QUÉ SE PIDE: ¿Puedes reproducir el pasaje del texto sobre el Mayo francés que va desde "Fue sin duda" hasta "esas jornadas .", este inclusive, pero cambiando "barricadas" por "asambleas"?

======== TEXTO DE PARTIDA ========

El Mayo francés, “como una revolución”
Fue sin duda en Francia donde se vivió un proceso que no llegó a ser una revolución pero sí fue vivido como tal por la gran mayoría de la sociedad, por quienes participaron en él y también por sus enemigos (Boltanski y Chiapello, 2002: 243). La percepción compartida de que “el poder está en la calle”, la “liberación de la palabra” –expresando con ella la disposición a “transformar el mundo” y “cambiar la vida”–, las barricadas, las experiencias de autogestión compartidas, la voluntad, en fin, de “escapar por todos los medios a un orden alienado pero tan fuertemente estructurado e integrado que la simple contestación corre el riesgo siempre de ser puesta a su servicio” (como se decía en un Manifiesto publicado el 9 de mayo, suscrito por Sartre, Lefebvre, Lacan, Blanchot, entre otros), todo ello era muestra del entusiasmo colectivo que se fue manifestando durante esas jornadas .
Sabemos bien que ese proceso no condujo a una revolución y que tampoco la mayoría de sus participantes se planteó la toma del poder estatal. Éste, en cambio, sí se sintió impotente durante unos días frente a la prácticamente total paralización del país, obligando incluso a De Gaulle, que había llegado a la Presidencia de la República gracias a un golpe de estado, a pensar en una posible solución militar. Finalmente, ésta no fue necesaria ya que los Acuerdos de Grenelle alcanzados con las direcciones sindicales y apoyados por el PCF, el principal partido obrero en aquel entonces, consiguieron frenar la dinámica ascendente de la Huelga General y de la autoorganización en los centros de trabajo. De Gaulle conseguiría así revertir la relación de fuerzas a su favor para desviarla hacia la convocatoria de unas elecciones generales a finales de junio que ganaría con holgura. Es cierto que esos Acuerdos significaron conquistas cuantitativas importantes para la clase obrera francesa, pero también lo es que pese a ello las resistencias a la vuelta al trabajo, especialmente en las grandes fábricas, fueron notables y el “retour à la normale” sólo llegó a mediados de junio.

======== DATOS PROPORCIONADOS ========

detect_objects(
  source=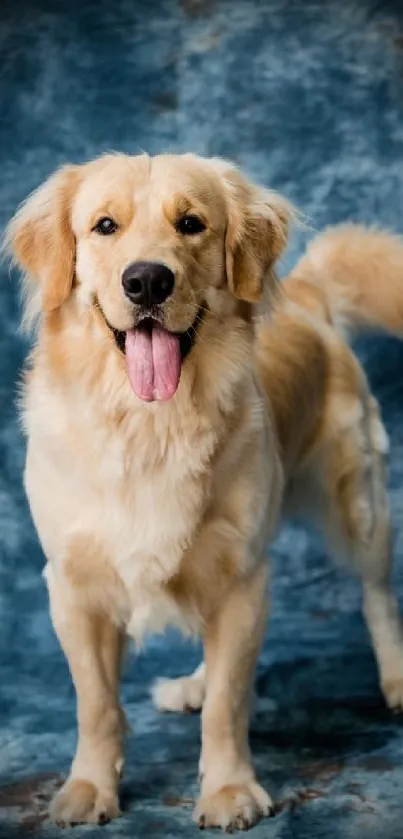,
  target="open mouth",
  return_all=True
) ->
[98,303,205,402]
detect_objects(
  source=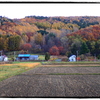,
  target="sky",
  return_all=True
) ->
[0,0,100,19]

========
======== DATOS PROPORCIONADOS ========

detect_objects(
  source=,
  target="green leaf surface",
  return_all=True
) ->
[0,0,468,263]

========
======== DATOS PROPORCIONADOS ========

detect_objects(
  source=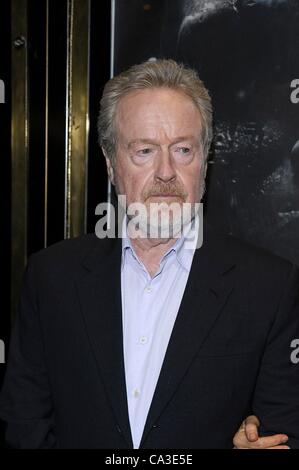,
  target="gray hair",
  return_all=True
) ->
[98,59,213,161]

========

SOLUCIÓN DE LA TAREA:
Fue sin duda en Francia donde se vivió un proceso que no llegó a ser una revolución pero sí fue vivido como tal por la gran mayoría de la sociedad, por quienes participaron en él y también por sus enemigos (Boltanski y Chiapello, 2002: 243). La percepción compartida de que “el poder está en la calle”, la “liberación de la palabra” –expresando con ella la disposición a “transformar el mundo” y “cambiar la vida”–, las asambleas, las experiencias de autogestión compartidas, la voluntad, en fin, de “escapar por todos los medios a un orden alienado pero tan fuertemente estructurado e integrado que la simple contestación corre el riesgo siempre de ser puesta a su servicio” (como se decía en un Manifiesto publicado el 9 de mayo, suscrito por Sartre, Lefebvre, Lacan, Blanchot, entre otros), todo ello era muestra del entusiasmo colectivo que se fue manifestando durante esas jornadas .